'''

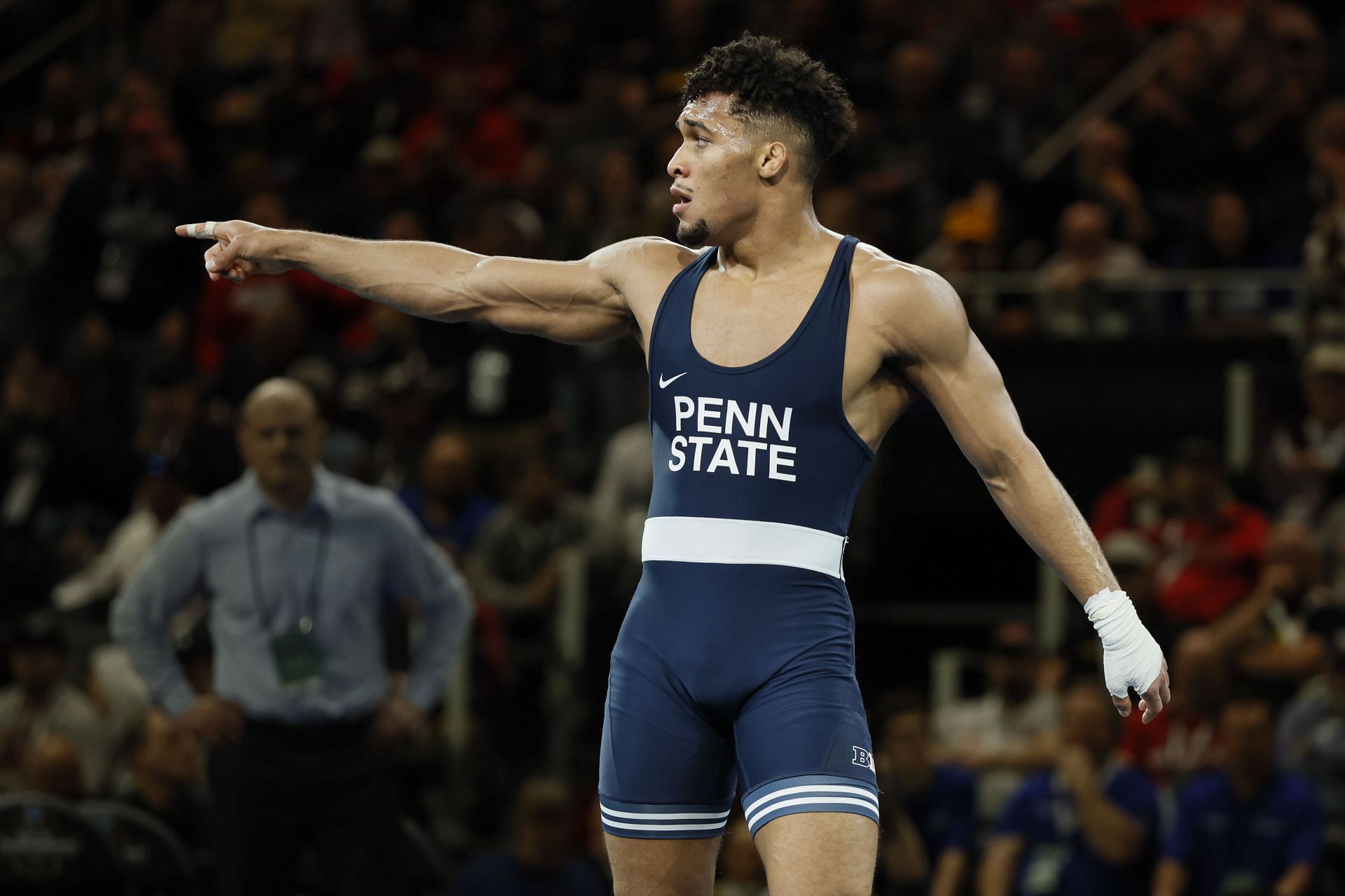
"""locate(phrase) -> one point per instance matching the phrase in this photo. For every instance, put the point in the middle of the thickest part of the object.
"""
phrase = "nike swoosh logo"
(665, 384)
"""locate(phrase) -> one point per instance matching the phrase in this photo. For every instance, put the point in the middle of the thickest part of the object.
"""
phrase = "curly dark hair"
(768, 81)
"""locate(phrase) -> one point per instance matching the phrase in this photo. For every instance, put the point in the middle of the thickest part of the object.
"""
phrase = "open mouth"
(684, 200)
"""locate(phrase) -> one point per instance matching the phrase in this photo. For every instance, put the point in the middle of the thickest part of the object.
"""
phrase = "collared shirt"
(257, 565)
(1227, 844)
(1056, 857)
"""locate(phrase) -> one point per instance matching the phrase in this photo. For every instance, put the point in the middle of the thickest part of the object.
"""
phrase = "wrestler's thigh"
(663, 867)
(820, 855)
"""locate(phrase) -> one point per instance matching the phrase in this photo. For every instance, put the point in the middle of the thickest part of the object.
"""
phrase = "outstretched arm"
(583, 301)
(942, 357)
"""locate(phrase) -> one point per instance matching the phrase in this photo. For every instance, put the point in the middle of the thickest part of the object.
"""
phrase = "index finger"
(203, 230)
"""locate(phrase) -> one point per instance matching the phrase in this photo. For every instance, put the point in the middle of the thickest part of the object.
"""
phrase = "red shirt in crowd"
(1204, 568)
(1173, 747)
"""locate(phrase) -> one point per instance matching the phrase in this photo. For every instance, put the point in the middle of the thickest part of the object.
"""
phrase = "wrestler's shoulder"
(642, 254)
(884, 288)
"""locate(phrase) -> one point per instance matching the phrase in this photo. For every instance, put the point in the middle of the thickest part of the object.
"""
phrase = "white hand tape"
(1130, 654)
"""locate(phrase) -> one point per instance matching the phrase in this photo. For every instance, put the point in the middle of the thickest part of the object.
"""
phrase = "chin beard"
(693, 235)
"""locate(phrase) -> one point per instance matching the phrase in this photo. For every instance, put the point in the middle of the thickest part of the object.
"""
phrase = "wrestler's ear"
(773, 160)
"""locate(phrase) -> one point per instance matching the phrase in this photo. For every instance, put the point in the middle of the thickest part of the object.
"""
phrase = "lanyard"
(264, 615)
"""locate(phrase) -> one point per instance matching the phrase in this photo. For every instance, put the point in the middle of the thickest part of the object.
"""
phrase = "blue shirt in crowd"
(336, 561)
(1056, 859)
(460, 532)
(1228, 844)
(944, 813)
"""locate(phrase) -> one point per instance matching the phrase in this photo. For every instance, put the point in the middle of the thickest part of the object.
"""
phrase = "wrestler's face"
(716, 184)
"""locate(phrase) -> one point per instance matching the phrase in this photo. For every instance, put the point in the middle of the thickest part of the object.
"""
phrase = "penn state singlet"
(733, 672)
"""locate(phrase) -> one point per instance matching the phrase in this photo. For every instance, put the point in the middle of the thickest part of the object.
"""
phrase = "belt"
(712, 540)
(323, 735)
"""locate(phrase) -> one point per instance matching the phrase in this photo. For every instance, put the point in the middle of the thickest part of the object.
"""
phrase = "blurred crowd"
(544, 130)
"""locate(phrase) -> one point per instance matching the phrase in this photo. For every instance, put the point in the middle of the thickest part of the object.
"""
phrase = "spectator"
(516, 567)
(1133, 504)
(1182, 742)
(1266, 637)
(1247, 828)
(1087, 827)
(1311, 742)
(1102, 175)
(447, 501)
(167, 769)
(42, 704)
(299, 564)
(53, 767)
(931, 825)
(1087, 260)
(1210, 548)
(622, 490)
(162, 492)
(1010, 731)
(539, 860)
(1304, 464)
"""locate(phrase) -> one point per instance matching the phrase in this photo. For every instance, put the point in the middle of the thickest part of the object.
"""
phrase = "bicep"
(944, 359)
(584, 301)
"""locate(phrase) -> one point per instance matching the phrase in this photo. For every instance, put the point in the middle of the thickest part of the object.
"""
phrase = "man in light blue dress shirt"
(298, 565)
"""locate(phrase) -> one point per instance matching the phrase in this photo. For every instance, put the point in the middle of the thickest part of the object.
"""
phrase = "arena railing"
(1279, 294)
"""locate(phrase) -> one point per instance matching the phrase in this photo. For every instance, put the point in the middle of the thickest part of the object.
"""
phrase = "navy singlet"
(735, 665)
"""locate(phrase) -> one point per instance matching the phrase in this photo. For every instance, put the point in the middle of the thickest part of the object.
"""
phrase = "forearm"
(1045, 517)
(424, 279)
(1110, 833)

'''

## Work task
Please print the data above once more, exactly as it appears, with no pictures.

## Answer section
"""locate(phrase) -> one point per instance matching the phrase in this photo. For every instance, put the point in the middle of the thickest part of the object.
"""
phrase = "nike swoosh logo"
(665, 384)
"""locate(phrase) -> one point per instance matching the phrase in this photo. For every instance, put the point in the middle of the thickest part of the object.
"""
phrase = "curly dark hair"
(768, 81)
"""locate(phrase) -> one point per instance matching the phrase in this photo. For every instance, put the point in the middle of the thickest part of the object.
"""
phrase = "open mouth"
(684, 200)
"""locate(phrase) -> one point per instance matching the phrase in this photo. For every instance, put the point in the middle of the thickest part of the object.
"""
phrase = "collared shirt"
(257, 565)
(1227, 844)
(1056, 857)
"""locate(phrase) -> one point per instance matching the phrase in this photo. For every instance, put the point in the middle of the thickest part of the object.
"""
phrase = "wrestler's thigh"
(663, 867)
(820, 855)
"""locate(phrase) -> one point per instance matching the phrase in this photo. For every instance, put the point in the middle of the thickest part of the object.
"""
phrase = "outstretched arm"
(583, 301)
(942, 357)
"""locate(phrase) -> one point per instance matching the phrase in this photo. For every instance, put the point in the middle of the thickest part of the object.
"""
phrase = "index finger"
(203, 230)
"""locate(phrase) -> one point per instance matching the phrase in this photo. For every instance, put the point in the middle of the thickest part of the object.
"""
phrase = "red shirt in crowd"
(1204, 568)
(1173, 747)
"""locate(phrase) -> one point per instance matching the phrase in this photo. For every instance, put the point in the middle of the thickest part of the object.
"""
phrase = "wrestler's shoulder"
(642, 254)
(884, 288)
"""locate(phrase) -> one point per instance matching the phrase in this photo. For every instance, put the point in the middle of the thickest part of the object.
"""
phrase = "white hand tape"
(1130, 654)
"""locate(phrase) -> one point per instance matching the phrase in this photo. For every instance, put the point in the middle of the thickest part of the object.
"""
phrase = "chin beard"
(693, 235)
"""locate(phrase) -> one point per instance matching the phrase in this photo. For every instance, put the point in the middle of the thickest part of the object.
"""
phrase = "wrestler's ear"
(773, 160)
"""locate(phrase) -> one point per instance matching the phrase in this photo. For every instance, put the point in the middle of the thickest part of the object.
"""
phrase = "lanyard"
(264, 615)
"""locate(phrase) -> one point per instance matching the phrase in this photo. For every instance, put the point in the middle of the thickest part of the object.
"""
phrase = "blue shirt in crowd"
(336, 561)
(1056, 859)
(460, 532)
(1228, 844)
(944, 813)
"""locate(phrase) -> one point per instance matching the phrase in this photo. For every instance, put the point in the middle of the thickest part of the object.
"""
phrase = "wrestler's face"
(716, 184)
"""locate(phrase) -> one point per instance matching the phrase in this photo. For every instance, put the point in the middle of the thickest part of the object.
"""
phrase = "penn state singlet"
(733, 672)
"""locate(phrase) -> one point per instance matching the phrase in this photo. For every instance, put the point in the middle of the thickest part of the object.
"""
phrase = "belt"
(712, 540)
(323, 735)
"""locate(phrase) -> one point per instance matching the phrase in this photo. For every instance, put the point in the middle of the thickest part of the object.
"""
phrase = "blurred crowd"
(544, 130)
"""locate(phrase) -> one point per instance matching the phrase in this photo. For every instance, put the point in the middle of the thickest part of the object.
"""
phrase = "spectator"
(516, 567)
(1133, 504)
(1182, 742)
(1266, 637)
(1247, 828)
(1087, 827)
(1311, 742)
(1102, 175)
(447, 501)
(167, 769)
(42, 704)
(299, 564)
(53, 767)
(931, 825)
(1087, 260)
(1210, 548)
(622, 490)
(162, 492)
(1010, 731)
(539, 860)
(1304, 464)
"""locate(phrase) -> one point per instance matching the phrase in this photo. For every instance, put the point in the middle of the thickest part of the object.
"""
phrase = "bicep"
(944, 359)
(584, 301)
"""locate(phrase) -> one point per instance matching the phrase in this photo. For every instance, put the point in the middle of the thickest part of the object.
"""
phrase = "man in light blue dress shirt"
(298, 565)
"""locate(phrase) -> one point per instance matching the phrase in this photo. For every instance, put the point in the middle of the thickest part of the object.
"""
phrase = "arena railing"
(1279, 294)
"""locate(phrase) -> one point per instance matching the phrase in this photo. For every instance, put the point in the middle of the thickest part of the object.
"""
phrase = "navy singlet"
(735, 665)
"""locate(phrase) -> one point per instance matching the phrase in this photo. For every instance, put the point in the middle of the thickest part of the object.
"""
phrase = "forearm"
(1045, 517)
(424, 279)
(1110, 833)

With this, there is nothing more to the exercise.